Excerpt to read.

◇ ◇ ◇ ◇ ◇ ◇ ◇

On Sunday mornings over the last few weeks, we've been looking at what it means to Renovate our lives with the resulting benefit - a renewed mind. Paul's words are fairly clear: "Don't allow the world to be the mold and model for your lives; instead allow your mind to be transformed by God."
As I mentioned in my last post, it's pretty tough for us to live virtuous lives under our own power. We have a tough time watching our neighbor next door pull up in a vehicle that would suite us perfectly while our own beat-up and broken car leaves us wishing and sometimes praying for something better. In such a scenario, how often and easily envy, jealousy, and even hatred all surface for some reason that's apparently outside of our control. Try as we might, we just can't seem to feel joyful about it at all.
What's even more puzzling is why the Apostle Paul (keep in mind he was as human as you and I are) tells us to be loving, joyful, peaceful, kind, good, faithful, gentle, and self-controlled. The simple answer is that we do so only when we live with the Spirit as our guide. In other words, when the Holy Spirit controls us, the fruit of the spirit (the list of virtues above) begins to show up in our lives. As we shed more and more of our sinful nature (the flesh which isn't really part of who we are IN CHRIST) our lives begin to look a whole lot different. What happens, essentially, is that who we are on the inside resembles who we are on the outside more and more of the time. In a nutshell, we become the same person on the outside that we are on the inside. The old is gone, the new has come.
The implication then is that we don't have to fake it any longer. We don't have to fake compassion and concern because we REALLY do feel the compassion and concern. We don't have to control our anger in public anymore because our hot-temper is gone replaced by the fruit known as patience. So, there you have it. Keep in step with the Spirit and our lives show fruit. Keep in step with the world and we continue to deal with a divided heart and we find ourselves having to fake it over and over.
In my next post, I'll post some practical ways that we can put ourselves into position for the Spirit to work in our lives. Changes are a coming...!
Thursday, July 02, 2009
This past week, I saw jealousy surface in my now 7 -year old son Zach that I hadn't seen before. As part of our vacation, we took a hike on one of the many trails in Lincoln State Park (Indiana), one of which led to an old but still climbable Fire Tower. We knew we were looking for something to climb but I had no idea that it would be so BIG. I'm not exactly sure of the height, I'm guessing somewhere close to 75 to 80 ft. Anyway, my oldest son Mitchell took right off and began the long ascent up. My daughter Joy (5) wanted to go next, with mom's help of course. Josh (11) made it up a few flights of stairs before deciding that it was too high so he quickly made his way back down. Next in line was Zach - with my help. We made it up to about 30 feet in the air and Zach was visibly scared. And honestly, I'm not that big a fan of heights either so I was a little nervous too! Well, Zach (determined to find the Crystal Skull at the top of the tower) was at his limit. He tried and he tried to talk himself into going further but at the end of the day, he never made it up. And in a vacuum, with no one else around, he would have been alright. But, what made him so mad - bringing out the jealousy like I've never seen before from him - was the fact that his little sister Joy (who's only five) made it all the way up to the top. Honestly, I think (like Cain and Abel) he wanted his little sister dead at that very moment. Seeing her celebrate her long ascent up created a fury in him that I wasn't quite prepared for.

◇ ◇ ◇ ◇ ◇ ◇ ◇

Dataset section.

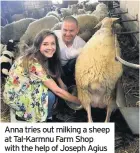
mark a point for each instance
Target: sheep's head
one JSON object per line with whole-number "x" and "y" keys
{"x": 106, "y": 22}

◇ ◇ ◇ ◇ ◇ ◇ ◇

Pick up the blog post about jealousy and the fire tower climb right after its final sentence and keep writing it.

Well, this story reminds me of my own jealous heart at times. We live in a world of constant comparisons. As a pastor, we compare numbers and stats with other pastors. How easily jealousy arises as one pastor describes tremendous success while the other pastor, in comparison, has quite obviously failed. As a father, we compare ourselves with other fathers who seemingly have it all-together and have the father-child thing down-pat. In comparison, we struggle in our child-rearing ability. The result: jealousy. I could go on, but I think you get the point. In our culture, jealousy is a BIG issue, in kids for sure, but perhaps even more so in us as adults. We always tend to want what we don't presently have. And it drives us mad!
So, what' s the answer? After all, Christian's are called not to covet and not to desire what their neighbors and others have. We can try all we want not to want but sometimes that only makes it worse. The fact of the matter is this: it's a heart issue that only God can truly relieve us from. It's something that has to be dealt with on the inside before our outside lives (jealousy, anger, resentment, etc...) can ever show signs of rightness and righteousness characterized by joy, peace, patience, love etc... So, quit trying to be good or to be better. Quit trying not to be jealous. It's not likely to work. Instead, relinquish control and allow God to change you from the inside out. More on this tomorrow...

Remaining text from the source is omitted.